Texto do documento =>
_ _ _ _

Saúde: como cortar a espera?
Pode ser um dos calcanhares de Aquiles da curta governação da AD e, portanto, um tema especialmente quente da campanha, além obviamente de ser um campo de preocupação central no dia-a-dia dos portugueses.
Demissões em hospitais-chave como o Amadora-Sintra, milhares de utentes sem médico de família e, sobretudo, as longas esperas nas urgências ofuscaram o plano apresentado pelo Governo em maio para reduzir listas de espera, melhorar cuidados materno-infantis e primários. A morte de 11 pessoas em dia de paralisação de trabalhadores de emergência aumentou as críticas à ministra da Saúde, Ana Paula Martins, eventualmente a governante mais fragilizada da equipa de Montenegro.

Do lado dos socialistas, neste campo também terão de se defender das fraquezas com que deixaram o SNS. Mas Pedro Nuno Santos já tem, e está a usar, uma arma de contra-ataque: a aprovação pelo Governo, a 7 de março, de parcerias público-privadas (PPP) em cinco hospitais.

_ _ _ _

Dados do exercício =>
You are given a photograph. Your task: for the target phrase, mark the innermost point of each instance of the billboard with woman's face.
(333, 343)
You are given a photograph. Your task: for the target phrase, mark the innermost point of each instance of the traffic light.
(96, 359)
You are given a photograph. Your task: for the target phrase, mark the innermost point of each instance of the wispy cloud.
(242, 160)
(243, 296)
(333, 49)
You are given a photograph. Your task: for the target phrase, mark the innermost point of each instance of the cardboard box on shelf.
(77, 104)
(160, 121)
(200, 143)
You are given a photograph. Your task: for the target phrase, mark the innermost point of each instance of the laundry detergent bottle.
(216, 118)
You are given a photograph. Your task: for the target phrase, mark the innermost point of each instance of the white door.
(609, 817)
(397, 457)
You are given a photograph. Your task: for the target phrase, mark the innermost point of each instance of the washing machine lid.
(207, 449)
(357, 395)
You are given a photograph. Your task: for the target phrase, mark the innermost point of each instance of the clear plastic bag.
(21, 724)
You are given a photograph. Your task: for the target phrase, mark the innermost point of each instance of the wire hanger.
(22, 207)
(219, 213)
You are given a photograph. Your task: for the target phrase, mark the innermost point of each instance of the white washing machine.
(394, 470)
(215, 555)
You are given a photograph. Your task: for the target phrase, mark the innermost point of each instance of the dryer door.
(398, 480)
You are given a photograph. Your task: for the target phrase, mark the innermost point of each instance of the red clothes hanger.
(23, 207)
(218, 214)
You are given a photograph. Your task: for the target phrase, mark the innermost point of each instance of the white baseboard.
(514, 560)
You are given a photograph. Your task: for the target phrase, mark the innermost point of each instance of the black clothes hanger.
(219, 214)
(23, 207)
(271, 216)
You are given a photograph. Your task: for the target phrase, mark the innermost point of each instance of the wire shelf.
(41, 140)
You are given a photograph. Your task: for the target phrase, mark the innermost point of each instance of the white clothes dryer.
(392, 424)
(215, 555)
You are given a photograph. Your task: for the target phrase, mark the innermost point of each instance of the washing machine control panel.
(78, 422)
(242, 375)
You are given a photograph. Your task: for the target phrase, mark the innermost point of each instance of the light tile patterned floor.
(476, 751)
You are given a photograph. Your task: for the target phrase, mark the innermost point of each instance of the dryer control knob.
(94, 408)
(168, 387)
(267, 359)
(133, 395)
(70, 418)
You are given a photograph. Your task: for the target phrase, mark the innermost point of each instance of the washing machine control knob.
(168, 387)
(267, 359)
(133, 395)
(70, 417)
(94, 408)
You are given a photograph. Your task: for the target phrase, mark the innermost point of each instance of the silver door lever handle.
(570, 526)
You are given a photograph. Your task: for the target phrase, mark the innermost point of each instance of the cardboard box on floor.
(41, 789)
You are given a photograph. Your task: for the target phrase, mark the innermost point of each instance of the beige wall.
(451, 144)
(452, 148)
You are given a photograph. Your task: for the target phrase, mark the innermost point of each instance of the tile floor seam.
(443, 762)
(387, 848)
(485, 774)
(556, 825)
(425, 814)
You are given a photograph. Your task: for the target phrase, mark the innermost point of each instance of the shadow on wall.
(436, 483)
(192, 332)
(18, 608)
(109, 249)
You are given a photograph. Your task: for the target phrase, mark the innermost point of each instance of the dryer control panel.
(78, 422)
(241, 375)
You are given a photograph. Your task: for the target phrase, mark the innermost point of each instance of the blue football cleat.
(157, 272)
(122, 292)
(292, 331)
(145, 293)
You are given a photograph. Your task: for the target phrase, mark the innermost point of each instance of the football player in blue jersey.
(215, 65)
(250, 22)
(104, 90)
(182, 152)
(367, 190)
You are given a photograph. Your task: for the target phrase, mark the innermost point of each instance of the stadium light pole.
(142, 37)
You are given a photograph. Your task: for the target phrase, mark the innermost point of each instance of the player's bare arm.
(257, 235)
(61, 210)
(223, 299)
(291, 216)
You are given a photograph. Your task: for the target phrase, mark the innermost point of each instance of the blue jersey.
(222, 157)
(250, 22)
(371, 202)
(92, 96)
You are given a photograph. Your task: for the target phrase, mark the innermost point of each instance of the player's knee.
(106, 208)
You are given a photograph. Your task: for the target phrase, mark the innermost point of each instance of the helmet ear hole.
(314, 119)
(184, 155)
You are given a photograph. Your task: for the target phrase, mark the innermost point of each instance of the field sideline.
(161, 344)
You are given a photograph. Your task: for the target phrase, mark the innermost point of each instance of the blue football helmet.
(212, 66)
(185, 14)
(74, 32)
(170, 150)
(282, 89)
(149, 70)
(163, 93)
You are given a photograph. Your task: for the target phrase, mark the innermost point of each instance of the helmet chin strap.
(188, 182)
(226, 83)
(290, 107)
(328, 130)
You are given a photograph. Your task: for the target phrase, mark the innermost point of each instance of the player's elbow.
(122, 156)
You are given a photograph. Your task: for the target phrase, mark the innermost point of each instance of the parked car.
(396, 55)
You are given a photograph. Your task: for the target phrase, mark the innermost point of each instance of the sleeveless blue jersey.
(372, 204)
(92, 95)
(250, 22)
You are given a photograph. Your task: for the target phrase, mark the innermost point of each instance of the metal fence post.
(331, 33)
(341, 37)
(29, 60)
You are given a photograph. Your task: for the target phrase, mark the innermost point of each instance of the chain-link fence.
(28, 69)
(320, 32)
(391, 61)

_ _ _ _

Transcreva sem qualquer alteração o texto sobre a saúde, tudo desde "Pode ser um" até "dia-a-dia dos portugueses.", incluindo estas palavras.

Pode ser um dos calcanhares de Aquiles da curta governação da AD e, portanto, um tema especialmente quente da campanha, além obviamente de ser um campo de preocupação central no dia-a-dia dos portugueses.